*** Excerpted data ***

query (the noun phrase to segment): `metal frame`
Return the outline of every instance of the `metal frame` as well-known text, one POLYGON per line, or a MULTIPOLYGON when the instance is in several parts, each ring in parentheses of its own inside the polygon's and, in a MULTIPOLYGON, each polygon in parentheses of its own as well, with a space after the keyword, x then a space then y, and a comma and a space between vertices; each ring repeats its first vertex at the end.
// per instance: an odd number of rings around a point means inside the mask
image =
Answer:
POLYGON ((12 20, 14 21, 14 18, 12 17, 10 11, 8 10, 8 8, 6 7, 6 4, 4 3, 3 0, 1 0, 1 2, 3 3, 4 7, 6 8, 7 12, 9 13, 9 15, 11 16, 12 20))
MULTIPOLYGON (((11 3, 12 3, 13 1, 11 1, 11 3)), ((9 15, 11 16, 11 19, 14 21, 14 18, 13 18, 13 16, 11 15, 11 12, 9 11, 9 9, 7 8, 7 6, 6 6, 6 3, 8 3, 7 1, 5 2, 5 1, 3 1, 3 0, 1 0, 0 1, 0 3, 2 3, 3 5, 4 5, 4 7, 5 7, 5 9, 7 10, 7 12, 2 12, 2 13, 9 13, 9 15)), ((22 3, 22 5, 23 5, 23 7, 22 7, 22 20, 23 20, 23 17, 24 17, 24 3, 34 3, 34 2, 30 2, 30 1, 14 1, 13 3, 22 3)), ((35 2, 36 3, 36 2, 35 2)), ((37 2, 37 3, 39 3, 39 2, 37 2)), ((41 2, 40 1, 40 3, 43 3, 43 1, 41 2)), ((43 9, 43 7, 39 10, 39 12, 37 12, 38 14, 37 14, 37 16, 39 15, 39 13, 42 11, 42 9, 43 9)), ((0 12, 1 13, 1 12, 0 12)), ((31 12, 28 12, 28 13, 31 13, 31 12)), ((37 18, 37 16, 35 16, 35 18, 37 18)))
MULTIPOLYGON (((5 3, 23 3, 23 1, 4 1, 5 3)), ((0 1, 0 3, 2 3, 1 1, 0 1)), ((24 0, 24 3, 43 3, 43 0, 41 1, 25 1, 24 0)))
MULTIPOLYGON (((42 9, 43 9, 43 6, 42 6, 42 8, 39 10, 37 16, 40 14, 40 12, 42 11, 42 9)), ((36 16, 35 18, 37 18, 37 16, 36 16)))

*** End of Excerpted data ***
*** Excerpted data ***

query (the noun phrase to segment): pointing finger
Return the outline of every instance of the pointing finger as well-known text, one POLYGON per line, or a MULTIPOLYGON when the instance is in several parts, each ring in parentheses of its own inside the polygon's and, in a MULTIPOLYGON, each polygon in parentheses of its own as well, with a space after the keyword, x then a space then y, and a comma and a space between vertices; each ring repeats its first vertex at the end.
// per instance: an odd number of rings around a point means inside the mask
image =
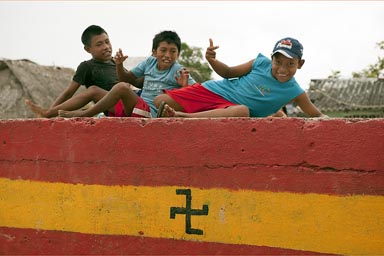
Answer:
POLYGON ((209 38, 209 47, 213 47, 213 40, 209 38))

*** End of Excerpted data ***

* **Instructions for the task**
Gather from the data above every line with the string "each".

* **The answer**
Return the outline of every instance of the `metal frame` as well-known text, one POLYGON per line, or a MULTIPOLYGON when the instance is in several parts, each ring in parentheses of its own inside the polygon's and, in a MULTIPOLYGON, each polygon in parentheses of its own as well, with a space after the keyword, x then a space then y, and a comma and a space between vertices; each ring repeats its first vertex at the end.
Return the outline of every instance of the pointing finger as well-known text, one POLYGON per line, or a MULTIPOLYGON when the instance is in several parts, each ring in parentheses of its own inside the polygon's and, in a MULTIPOLYGON, each polygon in parentheses of its own as well, with a space after the keyword, x then a space then y, and a comma and a space between vertices; each ring repeats its first vertex at the end.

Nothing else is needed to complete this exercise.